- [Document segment]
* Start *
Keywords: catalyst particles; catalytic layer; decane oxidation; mass transfer resistance; non-symmetric conditions

1 Introduction

The use of mesoporous particles as a support for catalyst already demonstrated to be effective in a plenty of applications, like, amongst many others, the complete oxidation of organic volatile compounds (by Pt-catalyst) (Uchisawa et al. 2008), formation of hydrogen peroxide (by Pd-catalyst) (Ogasawara et al. 1998) and Fischer-Tropsch synthesis (by Co-based catalyst) (Okabe et al. 2005).

Thanks to the possibility of fabricating mesoporous supporting particles with a characteristic size of the order of micrometre (and even smaller), they can be spread inside honeycomb catalytic converters (Uchisawa et al. 2012), whose performance strictly depends not much on the type of active metal nanoparticles deposited in it but rather on the inter- and intra-particle mass transfer resistance. Such resistance can not only falsify the actual kinetics in terms of apparent reaction order and activation energy, but also create non-uniform concentration over the external surface of the catalytic particles.

The average estimation of mass transfer resistance in different catalytic systems in homogeneous and heterogeneous mode was already studied by our research group (Caravella et al. 2012, 2016; Caravella and Sun 2016). However, those works do not consider the influence of mass transfer on the external surface concentration of reactant, whose non-uniformity makes it difficult to evaluate the effectiveness factor of the particles, which plays a crucial role in the development of whatever types of catalytic layer and, thus, in the optimal design of catalytic systems.

For this purpose, the present paper aims at providing a systematic procedure to estimate the effectiveness factor of catalyst particles in real conditions, i.e., in conditions where the concentration of the key-reactant over the external surface of the particles is not uniform, which implies absence of symmetry.
* End *
- [Information given]
* Start *
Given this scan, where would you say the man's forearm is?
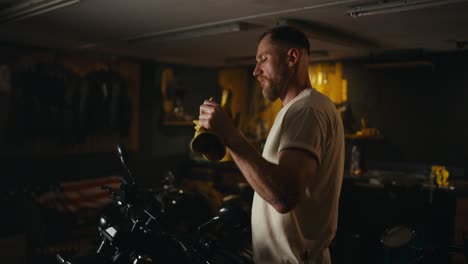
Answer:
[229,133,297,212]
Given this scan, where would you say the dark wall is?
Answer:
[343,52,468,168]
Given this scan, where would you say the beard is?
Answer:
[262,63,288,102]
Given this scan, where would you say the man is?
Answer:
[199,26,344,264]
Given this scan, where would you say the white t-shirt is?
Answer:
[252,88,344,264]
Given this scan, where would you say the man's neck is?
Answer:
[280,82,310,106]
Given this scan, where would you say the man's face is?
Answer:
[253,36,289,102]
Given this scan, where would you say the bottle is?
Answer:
* End *
* Start *
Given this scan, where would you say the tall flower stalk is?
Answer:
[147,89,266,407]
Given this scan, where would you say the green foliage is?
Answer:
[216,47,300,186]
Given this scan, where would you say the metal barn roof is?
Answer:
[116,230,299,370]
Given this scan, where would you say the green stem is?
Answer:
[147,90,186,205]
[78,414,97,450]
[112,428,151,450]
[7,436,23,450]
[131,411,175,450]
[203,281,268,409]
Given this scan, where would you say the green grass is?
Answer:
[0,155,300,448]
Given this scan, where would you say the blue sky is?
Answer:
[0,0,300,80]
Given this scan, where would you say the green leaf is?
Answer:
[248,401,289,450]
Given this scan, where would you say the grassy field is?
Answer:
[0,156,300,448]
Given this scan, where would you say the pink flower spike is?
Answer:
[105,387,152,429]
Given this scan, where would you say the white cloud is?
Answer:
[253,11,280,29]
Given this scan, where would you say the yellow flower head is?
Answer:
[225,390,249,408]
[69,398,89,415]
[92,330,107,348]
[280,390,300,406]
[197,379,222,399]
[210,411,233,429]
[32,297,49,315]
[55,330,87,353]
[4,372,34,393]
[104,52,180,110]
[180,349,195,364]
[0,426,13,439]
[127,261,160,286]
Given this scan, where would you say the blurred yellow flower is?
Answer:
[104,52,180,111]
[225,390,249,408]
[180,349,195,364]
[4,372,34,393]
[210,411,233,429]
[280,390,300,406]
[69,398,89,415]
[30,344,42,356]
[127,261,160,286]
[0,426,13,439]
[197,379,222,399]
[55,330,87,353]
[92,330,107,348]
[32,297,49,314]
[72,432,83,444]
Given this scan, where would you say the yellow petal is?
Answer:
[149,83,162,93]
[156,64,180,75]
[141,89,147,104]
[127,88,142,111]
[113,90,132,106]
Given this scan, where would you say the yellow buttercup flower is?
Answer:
* End *
- [Task requirements]
[1] In the introduction on mesoporous catalyst particles, which reaction is named as an application of a Pd-catalyst?
[2] Please pick up the introduction on catalyst particle effectiveness right after its final sentence and keep writing it.

- [Responses by task]
[1] The formation of hydrogen peroxide.

[2]
The motivation behind the present work is that the current theory on which the effectiveness factor calculation is based starts from the hypothesis of uniform concentration over the external surface of the catalyst (symmetry), which is not necessarily true in real case.

To perform this study, the effectiveness factors of the particles will be numerically evaluated by means of Computational Fluid Dynamics (CFD) simulations carried out on catalytic particles, considering the decane oxidation as a target reaction. The results from CFD will be then compared with the results from the standard theory, which allows us both to calculate the related difference as a function of the Thiele modulus and to achieve a suitable empirical functionality to estimate the effectiveness factor in the absence of symmetry.

To the best of our knowledge, there are no studies focusing on the estimation of the effectiveness factor in the absence of symmetry (see, for example, the following main works among others (Adatoz, Avci, and Keskin 2015; Delparish and Avci 2016; de Klerk, Li, and Zennaro 2013; Eigenberger and Ruppel, 2013; Hagen 2015; Kolb 2013; Liu 2014; Lehman and Larsen 2014; Nawaz 2016; Onsan and Avci 2016; Powell 2017; Sen and Avci 2014; Seader, Henley, and Roper 2016; Suarez Paris et al. 2015; Tan and Li 2013; Tezcan and Avci 2015; Xu et al. 2014). In particular, Ercan et al. (1998) examined the mutual influence of internal and external mass transfer in several zeolite catalysts for the alkylation of benzene (Ercan et al. 1998). The catalyst effectiveness factor used to quantify the internal mass transfer resistance was the canonical parameter obtained in spherical symmetry (Aris 1969; Fogler 2011; Froment and Bishoff 1979).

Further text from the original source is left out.